## WHAT IS REQUIRED
Could you repeat, word for word, the stretch of the material below from the line containing "If you could annotate the weathered" through the end of the material, leaving the pictures out of your answer?

── SUPPLIED RECORDS ──

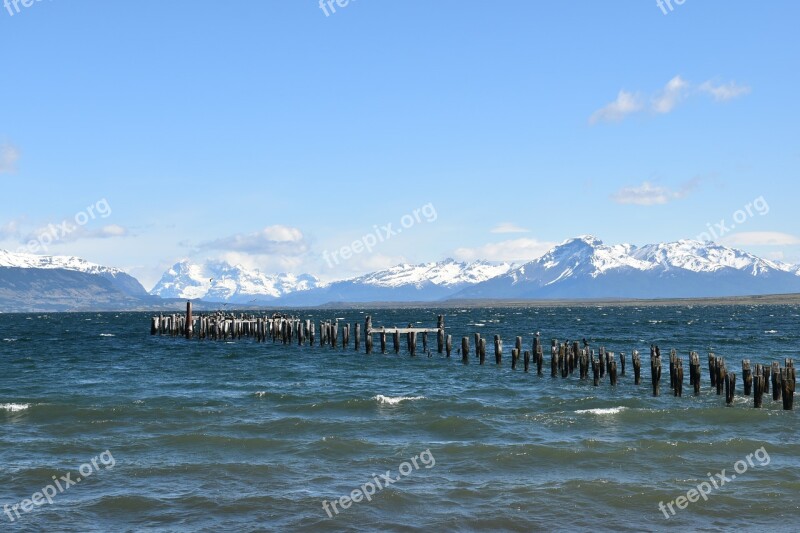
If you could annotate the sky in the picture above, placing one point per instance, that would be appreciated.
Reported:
(345, 138)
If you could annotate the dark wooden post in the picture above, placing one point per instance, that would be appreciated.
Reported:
(189, 326)
(655, 372)
(440, 334)
(730, 386)
(747, 377)
(758, 387)
(368, 334)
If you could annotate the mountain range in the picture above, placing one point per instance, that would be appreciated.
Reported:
(579, 268)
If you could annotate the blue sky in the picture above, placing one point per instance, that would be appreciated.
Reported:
(268, 133)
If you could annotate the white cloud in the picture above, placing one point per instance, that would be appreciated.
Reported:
(625, 104)
(761, 238)
(665, 100)
(281, 240)
(509, 227)
(510, 250)
(724, 92)
(9, 154)
(113, 230)
(670, 96)
(650, 194)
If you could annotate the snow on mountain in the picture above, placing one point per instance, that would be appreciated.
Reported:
(584, 267)
(219, 281)
(426, 282)
(447, 273)
(38, 282)
(25, 260)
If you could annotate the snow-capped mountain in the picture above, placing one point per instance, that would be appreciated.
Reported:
(404, 283)
(584, 267)
(219, 281)
(38, 282)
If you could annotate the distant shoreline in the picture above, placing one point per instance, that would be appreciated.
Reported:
(175, 305)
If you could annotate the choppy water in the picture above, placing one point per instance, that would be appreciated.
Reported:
(239, 436)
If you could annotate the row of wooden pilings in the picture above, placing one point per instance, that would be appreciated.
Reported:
(565, 357)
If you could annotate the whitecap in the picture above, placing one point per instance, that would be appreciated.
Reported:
(394, 400)
(602, 411)
(14, 407)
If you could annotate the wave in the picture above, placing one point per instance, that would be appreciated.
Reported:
(14, 407)
(602, 411)
(394, 400)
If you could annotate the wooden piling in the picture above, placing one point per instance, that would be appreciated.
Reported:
(747, 377)
(655, 371)
(730, 387)
(758, 387)
(440, 334)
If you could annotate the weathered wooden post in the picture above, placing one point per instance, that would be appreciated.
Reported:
(777, 386)
(758, 387)
(712, 369)
(539, 360)
(788, 382)
(719, 367)
(655, 372)
(694, 371)
(440, 334)
(673, 361)
(747, 377)
(730, 386)
(189, 321)
(612, 373)
(368, 334)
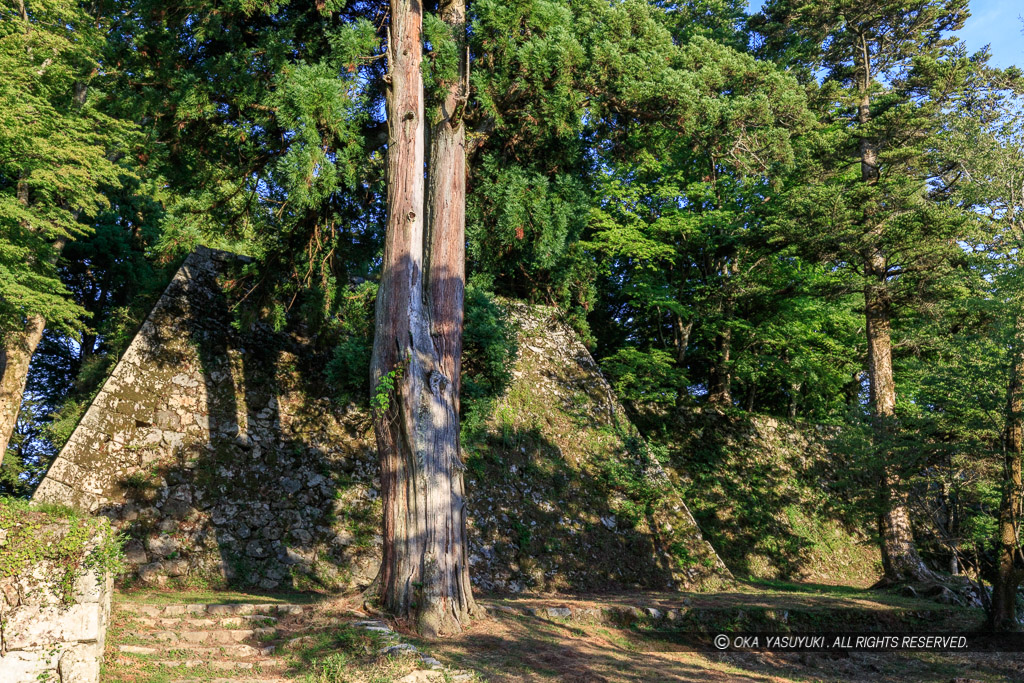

───

## RESULT FOR THIS TASK
If you could annotate the weathered wooden post in the picture above, placing one point per instance, that would be appreciated.
Reported:
(777, 386)
(758, 387)
(712, 369)
(539, 360)
(788, 382)
(719, 367)
(655, 372)
(694, 371)
(440, 334)
(673, 361)
(747, 377)
(730, 386)
(189, 321)
(612, 373)
(368, 334)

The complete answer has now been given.